- What is required:
Print the part of the post below on social conservatives and the GOP word for word, starting with "I’m getting this, in" and going on through "elections they matter.".

- Selected text:
----
Posted on 11/10/2012 8:05:19 PM PST by neverdem
It is time to throw the social conservatives out of the GOP. Look at what they got us Barack Obama. It was the social conservatives who did it. They insisted the GOP support real marriage and children. To hell with that.
I’m getting this, in various forms, from lots of tea party activists. The GOP establishment in Washington is whispering it to each other. They look at Todd Aiken and Richard Mourdock and conclude that they, not Tommy Thompson, Heather Wilson, George Allen, Scott Brown, etc. are the problem.
It is time to get rid of the social conservatives.
What’s really going on here is that the people who voted Republican, but who disagree with pro-lifers and defenders of marriage, have decided it must be those issues. They can’t see how what happened actually happened unless it happened because the issues on which they disagree with the base played a role.
This is a psychological avoidance of larger issues and does not stack up to the data.
Mitt Romney won about a quarter of the hispanic vote and a tenth of the black vote.
Those numbers may not sound like much, but in close elections they matter.
A sizable portion of those black and hispanic voters voted GOP despite disagreeing with the GOP on fiscal issues. But they are strongly social conservative and could not vote for the party of killing kids and gay marriage. So they voted GOP.
You throw out the social conservatives and you throw out those hispanic and black voters. Further, you make it harder to attract new hispanic voters who happen to be the most socially conservative voters in the country.
Next, you’ll also see a reduction of probably half the existing GOP base. You won’t make that up with Democrats who suddenly think that because their uterus is safe they can now vote Republican. Most of those people don’t like fiscal conservatism either often though claiming that they do.
If you really need to think through this, consider MItt Romney. He is perhaps the shiftiest person to ever run for President of the United States. He shifted his position on virtually every position except Romneycare. Of all the politicians to ever run for office, he’d be the one most likely to come out and, after the Republican convention, decide he’d changed his mind. He’d be okay with abortion and okay with gay marriage.
Had he done that, he’d have even less votes.
Several million evangelicals did not vote for George W. Bush in 2000. His campaign had to work to get them back in 2004.
You may mentally decide, to escape having to deal with the other implications of this election, that if only the GOP would abandon its social conservatism it would do better. But if you do, go find yourself a new coalition because you won’t have half the votes the GOP has now. Good luck with that. In fact, if the GOP really wanted to expand with minorities, it’d keep the social conservatism and throw out the fiscal conservatism.
Richard Mourdock was one of two of the poster children for abandoning social conservatives this year. He was beaten by a pro-life Democrat.
----
[Box-labeled dataset extracts]
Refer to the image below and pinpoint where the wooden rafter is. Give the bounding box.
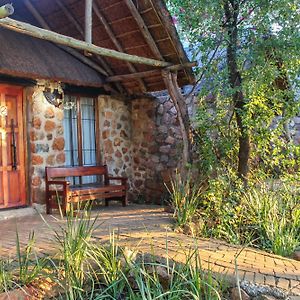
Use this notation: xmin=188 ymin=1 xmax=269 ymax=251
xmin=24 ymin=0 xmax=123 ymax=93
xmin=24 ymin=0 xmax=111 ymax=76
xmin=0 ymin=4 xmax=14 ymax=19
xmin=0 ymin=18 xmax=172 ymax=68
xmin=106 ymin=62 xmax=197 ymax=82
xmin=125 ymin=0 xmax=164 ymax=60
xmin=55 ymin=0 xmax=84 ymax=36
xmin=149 ymin=0 xmax=194 ymax=82
xmin=55 ymin=0 xmax=124 ymax=93
xmin=84 ymin=0 xmax=93 ymax=44
xmin=93 ymin=2 xmax=147 ymax=92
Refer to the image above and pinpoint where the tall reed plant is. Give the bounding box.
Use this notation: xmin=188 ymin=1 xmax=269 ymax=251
xmin=166 ymin=173 xmax=202 ymax=227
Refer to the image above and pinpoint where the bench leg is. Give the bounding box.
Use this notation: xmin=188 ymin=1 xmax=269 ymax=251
xmin=122 ymin=194 xmax=128 ymax=207
xmin=46 ymin=195 xmax=52 ymax=215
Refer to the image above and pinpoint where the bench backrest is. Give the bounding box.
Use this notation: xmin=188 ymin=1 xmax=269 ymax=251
xmin=46 ymin=165 xmax=108 ymax=182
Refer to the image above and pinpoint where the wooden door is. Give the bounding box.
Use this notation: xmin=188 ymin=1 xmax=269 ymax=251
xmin=0 ymin=85 xmax=26 ymax=209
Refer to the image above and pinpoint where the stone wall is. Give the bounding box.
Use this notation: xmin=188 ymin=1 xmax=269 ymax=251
xmin=26 ymin=88 xmax=65 ymax=203
xmin=132 ymin=96 xmax=182 ymax=203
xmin=98 ymin=96 xmax=132 ymax=189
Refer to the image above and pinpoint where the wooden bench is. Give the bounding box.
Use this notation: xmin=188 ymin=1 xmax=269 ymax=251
xmin=45 ymin=165 xmax=127 ymax=214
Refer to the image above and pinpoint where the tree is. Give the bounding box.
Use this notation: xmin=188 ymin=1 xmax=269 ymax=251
xmin=168 ymin=0 xmax=300 ymax=182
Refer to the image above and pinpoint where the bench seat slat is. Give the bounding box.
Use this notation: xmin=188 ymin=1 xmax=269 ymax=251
xmin=46 ymin=165 xmax=127 ymax=213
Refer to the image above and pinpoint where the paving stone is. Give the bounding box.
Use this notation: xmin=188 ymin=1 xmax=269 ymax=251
xmin=0 ymin=204 xmax=300 ymax=295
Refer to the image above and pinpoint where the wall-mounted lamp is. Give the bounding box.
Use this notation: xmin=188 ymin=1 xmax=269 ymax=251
xmin=43 ymin=88 xmax=64 ymax=107
xmin=36 ymin=80 xmax=64 ymax=107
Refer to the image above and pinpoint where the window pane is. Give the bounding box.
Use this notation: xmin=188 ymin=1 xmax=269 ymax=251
xmin=64 ymin=95 xmax=79 ymax=166
xmin=80 ymin=98 xmax=96 ymax=165
xmin=80 ymin=98 xmax=97 ymax=184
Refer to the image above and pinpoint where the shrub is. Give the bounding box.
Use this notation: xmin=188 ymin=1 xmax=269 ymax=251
xmin=199 ymin=177 xmax=300 ymax=256
xmin=167 ymin=173 xmax=201 ymax=227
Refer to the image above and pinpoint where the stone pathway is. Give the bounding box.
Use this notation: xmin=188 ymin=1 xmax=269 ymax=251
xmin=0 ymin=204 xmax=300 ymax=295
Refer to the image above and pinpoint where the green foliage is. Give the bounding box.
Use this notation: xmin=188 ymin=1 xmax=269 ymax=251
xmin=167 ymin=0 xmax=300 ymax=177
xmin=52 ymin=204 xmax=97 ymax=300
xmin=199 ymin=177 xmax=300 ymax=256
xmin=16 ymin=232 xmax=46 ymax=285
xmin=167 ymin=173 xmax=201 ymax=227
xmin=0 ymin=260 xmax=13 ymax=293
xmin=0 ymin=232 xmax=48 ymax=292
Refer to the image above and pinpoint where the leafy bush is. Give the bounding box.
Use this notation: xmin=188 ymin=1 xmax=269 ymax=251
xmin=167 ymin=173 xmax=201 ymax=227
xmin=199 ymin=178 xmax=300 ymax=256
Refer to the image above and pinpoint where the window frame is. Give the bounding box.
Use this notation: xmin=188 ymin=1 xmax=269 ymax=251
xmin=65 ymin=92 xmax=101 ymax=166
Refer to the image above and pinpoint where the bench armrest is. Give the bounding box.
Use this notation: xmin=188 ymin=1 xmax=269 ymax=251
xmin=108 ymin=176 xmax=127 ymax=185
xmin=46 ymin=180 xmax=70 ymax=191
xmin=46 ymin=180 xmax=70 ymax=185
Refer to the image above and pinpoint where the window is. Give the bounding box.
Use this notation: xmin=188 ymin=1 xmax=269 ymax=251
xmin=64 ymin=95 xmax=99 ymax=184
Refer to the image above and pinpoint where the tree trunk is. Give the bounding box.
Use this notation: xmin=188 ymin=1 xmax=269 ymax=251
xmin=224 ymin=0 xmax=250 ymax=183
xmin=162 ymin=71 xmax=192 ymax=178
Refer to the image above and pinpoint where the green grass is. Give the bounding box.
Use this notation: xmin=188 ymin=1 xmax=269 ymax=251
xmin=167 ymin=173 xmax=201 ymax=227
xmin=0 ymin=208 xmax=225 ymax=300
xmin=170 ymin=173 xmax=300 ymax=256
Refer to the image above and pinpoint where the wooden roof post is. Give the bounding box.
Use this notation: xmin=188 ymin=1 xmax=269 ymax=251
xmin=85 ymin=0 xmax=93 ymax=44
xmin=0 ymin=4 xmax=15 ymax=19
xmin=162 ymin=70 xmax=192 ymax=178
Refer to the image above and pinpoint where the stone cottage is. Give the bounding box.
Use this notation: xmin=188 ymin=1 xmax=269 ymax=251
xmin=0 ymin=0 xmax=193 ymax=209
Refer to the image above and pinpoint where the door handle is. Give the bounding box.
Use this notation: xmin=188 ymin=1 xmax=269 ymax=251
xmin=10 ymin=119 xmax=17 ymax=170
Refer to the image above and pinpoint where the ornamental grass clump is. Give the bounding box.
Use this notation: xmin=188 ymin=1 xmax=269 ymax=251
xmin=166 ymin=173 xmax=202 ymax=227
xmin=198 ymin=178 xmax=300 ymax=256
xmin=242 ymin=185 xmax=300 ymax=256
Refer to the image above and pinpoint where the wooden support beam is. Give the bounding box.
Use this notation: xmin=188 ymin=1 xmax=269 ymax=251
xmin=55 ymin=0 xmax=125 ymax=93
xmin=93 ymin=2 xmax=147 ymax=92
xmin=84 ymin=0 xmax=93 ymax=44
xmin=125 ymin=0 xmax=164 ymax=60
xmin=24 ymin=0 xmax=110 ymax=76
xmin=0 ymin=18 xmax=172 ymax=68
xmin=0 ymin=4 xmax=15 ymax=19
xmin=106 ymin=61 xmax=198 ymax=82
xmin=55 ymin=0 xmax=84 ymax=37
xmin=149 ymin=0 xmax=195 ymax=83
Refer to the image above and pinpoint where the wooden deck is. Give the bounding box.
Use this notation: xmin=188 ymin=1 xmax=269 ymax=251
xmin=0 ymin=204 xmax=300 ymax=295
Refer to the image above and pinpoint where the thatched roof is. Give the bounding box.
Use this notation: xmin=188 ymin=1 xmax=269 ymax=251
xmin=1 ymin=0 xmax=193 ymax=94
xmin=0 ymin=28 xmax=104 ymax=87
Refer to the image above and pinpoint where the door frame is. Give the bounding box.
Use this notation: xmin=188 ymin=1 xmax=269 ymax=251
xmin=0 ymin=82 xmax=31 ymax=211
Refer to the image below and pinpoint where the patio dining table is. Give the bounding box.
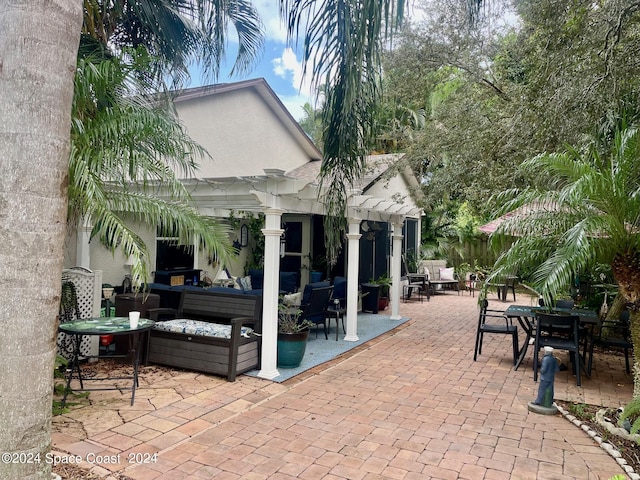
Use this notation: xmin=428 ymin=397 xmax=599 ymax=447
xmin=504 ymin=305 xmax=600 ymax=370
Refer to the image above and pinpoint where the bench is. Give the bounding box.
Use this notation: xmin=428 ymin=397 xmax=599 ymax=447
xmin=418 ymin=260 xmax=460 ymax=295
xmin=146 ymin=290 xmax=262 ymax=382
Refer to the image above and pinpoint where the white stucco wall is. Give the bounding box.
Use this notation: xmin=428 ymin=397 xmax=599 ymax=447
xmin=176 ymin=88 xmax=309 ymax=178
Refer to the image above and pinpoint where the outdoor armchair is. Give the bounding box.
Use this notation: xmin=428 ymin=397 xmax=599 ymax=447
xmin=473 ymin=299 xmax=518 ymax=365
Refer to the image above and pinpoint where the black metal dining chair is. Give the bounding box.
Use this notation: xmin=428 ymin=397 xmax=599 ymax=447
xmin=587 ymin=310 xmax=633 ymax=374
xmin=473 ymin=299 xmax=518 ymax=365
xmin=533 ymin=312 xmax=589 ymax=387
xmin=298 ymin=286 xmax=333 ymax=340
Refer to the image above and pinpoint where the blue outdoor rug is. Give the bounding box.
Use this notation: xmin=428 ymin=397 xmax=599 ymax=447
xmin=245 ymin=313 xmax=409 ymax=383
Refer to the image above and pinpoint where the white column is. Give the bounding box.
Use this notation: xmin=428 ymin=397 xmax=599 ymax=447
xmin=391 ymin=218 xmax=404 ymax=320
xmin=258 ymin=208 xmax=284 ymax=380
xmin=75 ymin=218 xmax=91 ymax=270
xmin=344 ymin=218 xmax=362 ymax=342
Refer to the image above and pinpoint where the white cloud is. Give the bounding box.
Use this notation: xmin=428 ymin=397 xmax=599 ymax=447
xmin=252 ymin=0 xmax=287 ymax=43
xmin=278 ymin=95 xmax=312 ymax=121
xmin=271 ymin=47 xmax=313 ymax=97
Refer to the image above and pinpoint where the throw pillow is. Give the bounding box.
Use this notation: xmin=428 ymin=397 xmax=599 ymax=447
xmin=440 ymin=267 xmax=455 ymax=280
xmin=231 ymin=275 xmax=242 ymax=290
xmin=240 ymin=275 xmax=252 ymax=290
xmin=282 ymin=292 xmax=302 ymax=307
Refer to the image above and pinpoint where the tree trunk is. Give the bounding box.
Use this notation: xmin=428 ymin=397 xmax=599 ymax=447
xmin=0 ymin=0 xmax=82 ymax=480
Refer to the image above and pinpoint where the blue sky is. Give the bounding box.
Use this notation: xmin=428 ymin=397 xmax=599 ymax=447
xmin=189 ymin=0 xmax=314 ymax=120
xmin=189 ymin=0 xmax=516 ymax=120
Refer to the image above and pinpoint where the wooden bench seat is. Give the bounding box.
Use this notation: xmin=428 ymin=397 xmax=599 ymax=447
xmin=146 ymin=290 xmax=262 ymax=382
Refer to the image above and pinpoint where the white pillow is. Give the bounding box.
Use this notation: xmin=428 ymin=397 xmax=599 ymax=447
xmin=440 ymin=267 xmax=455 ymax=280
xmin=240 ymin=275 xmax=251 ymax=290
xmin=214 ymin=268 xmax=229 ymax=280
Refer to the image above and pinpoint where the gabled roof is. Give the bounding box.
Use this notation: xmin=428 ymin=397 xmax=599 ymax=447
xmin=174 ymin=78 xmax=322 ymax=161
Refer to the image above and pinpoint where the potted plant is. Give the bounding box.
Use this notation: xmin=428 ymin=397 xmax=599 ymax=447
xmin=277 ymin=302 xmax=314 ymax=368
xmin=370 ymin=275 xmax=391 ymax=310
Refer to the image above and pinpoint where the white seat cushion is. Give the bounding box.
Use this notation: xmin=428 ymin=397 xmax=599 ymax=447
xmin=153 ymin=318 xmax=253 ymax=339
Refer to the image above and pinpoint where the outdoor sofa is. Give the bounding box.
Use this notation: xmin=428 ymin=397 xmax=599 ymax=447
xmin=146 ymin=288 xmax=262 ymax=382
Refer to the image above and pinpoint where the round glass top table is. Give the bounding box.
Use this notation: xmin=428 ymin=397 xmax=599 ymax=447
xmin=58 ymin=317 xmax=155 ymax=407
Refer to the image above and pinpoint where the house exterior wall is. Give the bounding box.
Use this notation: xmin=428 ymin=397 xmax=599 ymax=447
xmin=176 ymin=88 xmax=309 ymax=178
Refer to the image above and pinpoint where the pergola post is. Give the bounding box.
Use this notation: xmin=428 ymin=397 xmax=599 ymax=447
xmin=344 ymin=218 xmax=362 ymax=342
xmin=391 ymin=216 xmax=404 ymax=320
xmin=258 ymin=208 xmax=284 ymax=380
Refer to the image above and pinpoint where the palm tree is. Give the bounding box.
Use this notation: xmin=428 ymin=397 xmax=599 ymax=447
xmin=0 ymin=0 xmax=82 ymax=479
xmin=68 ymin=49 xmax=233 ymax=285
xmin=488 ymin=122 xmax=640 ymax=397
xmin=82 ymin=0 xmax=264 ymax=88
xmin=280 ymin=0 xmax=483 ymax=263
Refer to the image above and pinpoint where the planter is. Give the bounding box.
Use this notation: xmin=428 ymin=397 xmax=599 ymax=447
xmin=278 ymin=330 xmax=309 ymax=368
xmin=378 ymin=297 xmax=389 ymax=310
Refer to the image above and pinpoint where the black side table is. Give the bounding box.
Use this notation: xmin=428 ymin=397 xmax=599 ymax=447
xmin=324 ymin=305 xmax=347 ymax=342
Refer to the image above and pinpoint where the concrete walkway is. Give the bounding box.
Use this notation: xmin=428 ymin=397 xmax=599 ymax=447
xmin=53 ymin=292 xmax=633 ymax=480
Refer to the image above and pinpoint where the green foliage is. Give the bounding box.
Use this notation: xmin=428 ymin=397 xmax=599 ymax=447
xmin=385 ymin=0 xmax=640 ymax=221
xmin=68 ymin=49 xmax=233 ymax=287
xmin=51 ymin=355 xmax=89 ymax=416
xmin=82 ymin=0 xmax=264 ymax=88
xmin=227 ymin=211 xmax=265 ymax=273
xmin=619 ymin=397 xmax=640 ymax=434
xmin=278 ymin=304 xmax=315 ymax=333
xmin=567 ymin=403 xmax=593 ymax=421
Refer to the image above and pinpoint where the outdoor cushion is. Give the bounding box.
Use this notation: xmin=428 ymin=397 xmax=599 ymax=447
xmin=440 ymin=267 xmax=455 ymax=280
xmin=282 ymin=292 xmax=302 ymax=307
xmin=153 ymin=318 xmax=253 ymax=339
xmin=302 ymin=281 xmax=331 ymax=305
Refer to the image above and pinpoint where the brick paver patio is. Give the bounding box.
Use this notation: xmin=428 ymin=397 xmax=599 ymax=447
xmin=53 ymin=292 xmax=633 ymax=480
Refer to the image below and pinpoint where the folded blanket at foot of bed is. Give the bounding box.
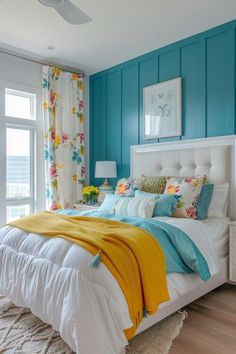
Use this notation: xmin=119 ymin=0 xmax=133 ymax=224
xmin=9 ymin=212 xmax=169 ymax=339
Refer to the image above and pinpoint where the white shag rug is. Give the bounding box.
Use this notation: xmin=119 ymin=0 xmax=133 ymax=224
xmin=0 ymin=296 xmax=187 ymax=354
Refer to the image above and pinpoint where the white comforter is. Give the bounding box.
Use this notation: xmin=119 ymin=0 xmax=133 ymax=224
xmin=0 ymin=218 xmax=225 ymax=354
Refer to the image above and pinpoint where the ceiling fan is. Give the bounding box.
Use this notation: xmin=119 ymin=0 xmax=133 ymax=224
xmin=38 ymin=0 xmax=92 ymax=25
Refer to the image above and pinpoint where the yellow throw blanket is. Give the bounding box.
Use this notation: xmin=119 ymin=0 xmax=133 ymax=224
xmin=9 ymin=212 xmax=169 ymax=339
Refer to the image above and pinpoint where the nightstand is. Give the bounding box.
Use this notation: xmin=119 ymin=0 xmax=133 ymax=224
xmin=229 ymin=221 xmax=236 ymax=283
xmin=73 ymin=203 xmax=101 ymax=211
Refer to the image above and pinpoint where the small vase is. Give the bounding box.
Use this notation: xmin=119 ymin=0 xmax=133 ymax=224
xmin=86 ymin=195 xmax=97 ymax=205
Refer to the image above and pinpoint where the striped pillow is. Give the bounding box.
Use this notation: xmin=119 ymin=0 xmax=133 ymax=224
xmin=115 ymin=197 xmax=156 ymax=219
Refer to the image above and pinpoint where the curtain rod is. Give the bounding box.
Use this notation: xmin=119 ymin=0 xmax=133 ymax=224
xmin=0 ymin=48 xmax=86 ymax=77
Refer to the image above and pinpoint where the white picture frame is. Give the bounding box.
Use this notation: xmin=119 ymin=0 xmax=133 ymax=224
xmin=143 ymin=77 xmax=182 ymax=140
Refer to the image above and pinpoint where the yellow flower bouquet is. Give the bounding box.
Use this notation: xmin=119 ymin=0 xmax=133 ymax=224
xmin=82 ymin=186 xmax=99 ymax=204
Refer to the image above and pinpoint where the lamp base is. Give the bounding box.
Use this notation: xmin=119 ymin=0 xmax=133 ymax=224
xmin=100 ymin=178 xmax=111 ymax=188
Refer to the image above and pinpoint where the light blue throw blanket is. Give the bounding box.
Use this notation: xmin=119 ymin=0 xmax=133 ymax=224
xmin=58 ymin=209 xmax=211 ymax=281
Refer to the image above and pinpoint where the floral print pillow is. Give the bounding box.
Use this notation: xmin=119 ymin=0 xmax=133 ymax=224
xmin=142 ymin=176 xmax=171 ymax=194
xmin=164 ymin=176 xmax=206 ymax=219
xmin=115 ymin=177 xmax=142 ymax=197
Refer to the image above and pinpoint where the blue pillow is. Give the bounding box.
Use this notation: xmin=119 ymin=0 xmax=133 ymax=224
xmin=135 ymin=190 xmax=177 ymax=217
xmin=98 ymin=193 xmax=122 ymax=214
xmin=197 ymin=183 xmax=214 ymax=220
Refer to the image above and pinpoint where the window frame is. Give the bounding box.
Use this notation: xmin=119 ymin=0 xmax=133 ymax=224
xmin=0 ymin=80 xmax=45 ymax=226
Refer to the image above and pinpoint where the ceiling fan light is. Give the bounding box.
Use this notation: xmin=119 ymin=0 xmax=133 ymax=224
xmin=39 ymin=0 xmax=64 ymax=7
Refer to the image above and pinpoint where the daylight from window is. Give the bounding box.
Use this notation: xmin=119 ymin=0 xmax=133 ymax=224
xmin=5 ymin=89 xmax=35 ymax=222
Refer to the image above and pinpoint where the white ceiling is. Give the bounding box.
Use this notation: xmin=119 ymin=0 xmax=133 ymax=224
xmin=0 ymin=0 xmax=236 ymax=73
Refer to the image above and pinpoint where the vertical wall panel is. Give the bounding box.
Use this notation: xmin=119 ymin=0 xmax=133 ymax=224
xmin=106 ymin=70 xmax=121 ymax=177
xmin=90 ymin=20 xmax=236 ymax=184
xmin=90 ymin=76 xmax=107 ymax=184
xmin=181 ymin=41 xmax=206 ymax=139
xmin=158 ymin=49 xmax=180 ymax=142
xmin=206 ymin=31 xmax=235 ymax=136
xmin=122 ymin=63 xmax=139 ymax=177
xmin=139 ymin=56 xmax=158 ymax=144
----
- Reply to the exercise:
I’m getting this, in various forms, from lots of tea party activists. The GOP establishment in Washington is whispering it to each other. They look at Todd Aiken and Richard Mourdock and conclude that they, not Tommy Thompson, Heather Wilson, George Allen, Scott Brown, etc. are the problem.
It is time to get rid of the social conservatives.
What’s really going on here is that the people who voted Republican, but who disagree with pro-lifers and defenders of marriage, have decided it must be those issues. They can’t see how what happened actually happened unless it happened because the issues on which they disagree with the base played a role.
This is a psychological avoidance of larger issues and does not stack up to the data.
Mitt Romney won about a quarter of the hispanic vote and a tenth of the black vote.
Those numbers may not sound like much, but in close elections they matter.